- [Work to complete] Exact reproduction of the listing is required. Pictures are not reproduced.
═══
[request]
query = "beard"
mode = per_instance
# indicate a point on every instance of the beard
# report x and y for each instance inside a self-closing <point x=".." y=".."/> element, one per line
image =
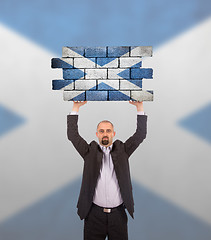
<point x="105" y="141"/>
═══
- [Worked solution]
[request]
query = "beard"
mode = per_instance
# indicate a point on every instance of the beard
# report x and y for each instance inside a self-closing <point x=".." y=".."/> element, one per line
image =
<point x="105" y="141"/>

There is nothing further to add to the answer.